━━━ GIVEN ENTRIES ━━━
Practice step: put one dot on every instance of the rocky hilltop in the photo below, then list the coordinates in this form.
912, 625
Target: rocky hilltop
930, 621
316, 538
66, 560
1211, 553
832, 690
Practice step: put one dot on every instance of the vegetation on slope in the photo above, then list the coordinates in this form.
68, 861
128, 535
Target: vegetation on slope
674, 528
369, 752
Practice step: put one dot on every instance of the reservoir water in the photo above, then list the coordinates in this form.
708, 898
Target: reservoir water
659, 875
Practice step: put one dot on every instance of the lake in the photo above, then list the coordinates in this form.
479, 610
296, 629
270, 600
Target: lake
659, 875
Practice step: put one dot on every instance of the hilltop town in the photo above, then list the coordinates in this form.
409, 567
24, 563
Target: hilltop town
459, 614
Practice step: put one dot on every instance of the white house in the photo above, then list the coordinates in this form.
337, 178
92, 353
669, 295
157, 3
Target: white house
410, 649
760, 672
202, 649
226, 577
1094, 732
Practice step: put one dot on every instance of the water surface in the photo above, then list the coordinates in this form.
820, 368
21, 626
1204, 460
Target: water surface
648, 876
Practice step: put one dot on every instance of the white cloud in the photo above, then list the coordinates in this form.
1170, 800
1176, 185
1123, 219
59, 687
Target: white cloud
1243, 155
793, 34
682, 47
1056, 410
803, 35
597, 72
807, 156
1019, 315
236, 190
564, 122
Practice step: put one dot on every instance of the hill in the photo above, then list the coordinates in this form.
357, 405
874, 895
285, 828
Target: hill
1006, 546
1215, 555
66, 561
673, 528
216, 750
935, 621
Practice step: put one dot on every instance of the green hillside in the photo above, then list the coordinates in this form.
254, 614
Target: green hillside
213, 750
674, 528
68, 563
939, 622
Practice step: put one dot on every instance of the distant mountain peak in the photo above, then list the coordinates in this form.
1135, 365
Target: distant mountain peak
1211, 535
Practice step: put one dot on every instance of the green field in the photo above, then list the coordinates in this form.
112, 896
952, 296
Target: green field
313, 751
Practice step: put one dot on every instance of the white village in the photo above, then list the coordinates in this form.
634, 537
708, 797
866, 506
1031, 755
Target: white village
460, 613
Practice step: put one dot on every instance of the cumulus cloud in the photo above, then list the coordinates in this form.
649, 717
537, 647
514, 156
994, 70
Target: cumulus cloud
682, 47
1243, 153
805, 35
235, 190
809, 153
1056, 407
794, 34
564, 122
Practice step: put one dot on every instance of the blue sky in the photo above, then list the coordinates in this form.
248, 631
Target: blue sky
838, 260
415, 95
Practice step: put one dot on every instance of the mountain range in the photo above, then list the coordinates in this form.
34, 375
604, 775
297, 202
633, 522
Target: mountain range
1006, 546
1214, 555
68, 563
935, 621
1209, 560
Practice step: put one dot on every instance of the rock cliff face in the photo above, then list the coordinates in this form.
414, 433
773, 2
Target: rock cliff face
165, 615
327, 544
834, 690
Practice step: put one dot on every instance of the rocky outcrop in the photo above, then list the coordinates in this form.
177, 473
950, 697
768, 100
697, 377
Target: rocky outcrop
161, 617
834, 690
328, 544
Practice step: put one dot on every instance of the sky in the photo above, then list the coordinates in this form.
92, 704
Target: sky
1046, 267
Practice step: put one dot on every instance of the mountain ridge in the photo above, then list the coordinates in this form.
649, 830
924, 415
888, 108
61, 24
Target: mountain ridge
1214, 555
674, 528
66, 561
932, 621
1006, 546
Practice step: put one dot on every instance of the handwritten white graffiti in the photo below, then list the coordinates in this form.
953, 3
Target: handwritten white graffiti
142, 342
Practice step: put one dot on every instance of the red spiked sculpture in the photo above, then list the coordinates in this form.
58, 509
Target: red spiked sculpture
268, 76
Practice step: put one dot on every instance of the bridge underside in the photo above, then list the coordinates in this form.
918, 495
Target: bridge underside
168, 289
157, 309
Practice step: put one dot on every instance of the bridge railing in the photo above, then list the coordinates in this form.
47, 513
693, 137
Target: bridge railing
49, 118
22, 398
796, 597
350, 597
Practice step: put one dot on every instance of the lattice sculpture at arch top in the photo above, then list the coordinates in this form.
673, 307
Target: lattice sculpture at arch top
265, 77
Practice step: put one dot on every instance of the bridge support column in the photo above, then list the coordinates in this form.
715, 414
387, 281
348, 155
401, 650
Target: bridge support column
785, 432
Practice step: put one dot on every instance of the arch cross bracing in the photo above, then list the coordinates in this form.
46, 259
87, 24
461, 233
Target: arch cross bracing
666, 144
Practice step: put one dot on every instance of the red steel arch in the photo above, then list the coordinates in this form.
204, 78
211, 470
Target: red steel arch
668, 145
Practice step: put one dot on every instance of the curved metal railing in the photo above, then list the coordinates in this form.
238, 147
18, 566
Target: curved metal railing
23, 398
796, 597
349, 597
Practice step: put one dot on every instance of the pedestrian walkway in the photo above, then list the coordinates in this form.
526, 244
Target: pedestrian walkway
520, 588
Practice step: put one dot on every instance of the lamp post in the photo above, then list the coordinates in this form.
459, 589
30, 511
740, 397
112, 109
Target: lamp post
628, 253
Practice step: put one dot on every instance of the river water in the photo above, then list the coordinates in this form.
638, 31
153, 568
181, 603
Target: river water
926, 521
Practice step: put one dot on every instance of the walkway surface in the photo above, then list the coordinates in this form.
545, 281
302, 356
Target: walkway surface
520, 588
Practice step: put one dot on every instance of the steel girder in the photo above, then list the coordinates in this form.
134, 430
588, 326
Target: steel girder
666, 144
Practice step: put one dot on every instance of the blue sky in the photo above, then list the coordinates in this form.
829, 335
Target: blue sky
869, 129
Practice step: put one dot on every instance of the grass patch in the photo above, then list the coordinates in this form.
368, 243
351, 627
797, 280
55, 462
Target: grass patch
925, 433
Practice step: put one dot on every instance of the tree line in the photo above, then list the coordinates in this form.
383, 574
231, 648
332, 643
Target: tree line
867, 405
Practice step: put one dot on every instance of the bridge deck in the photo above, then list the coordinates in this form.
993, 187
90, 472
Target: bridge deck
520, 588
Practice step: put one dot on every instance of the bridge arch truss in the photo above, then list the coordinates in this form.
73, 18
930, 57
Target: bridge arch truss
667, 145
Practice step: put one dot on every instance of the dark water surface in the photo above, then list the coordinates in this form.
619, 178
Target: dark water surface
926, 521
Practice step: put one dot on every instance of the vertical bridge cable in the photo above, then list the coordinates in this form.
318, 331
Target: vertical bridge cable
━━━
### YOUR TASK:
Show every line of the records above that contains the word "vertical".

### WRITTEN RESPONSE:
Practice step: put one dot on every instance of the vertical bridge cable in the photo above, then list the coordinates in this form.
Target: vertical bridge cable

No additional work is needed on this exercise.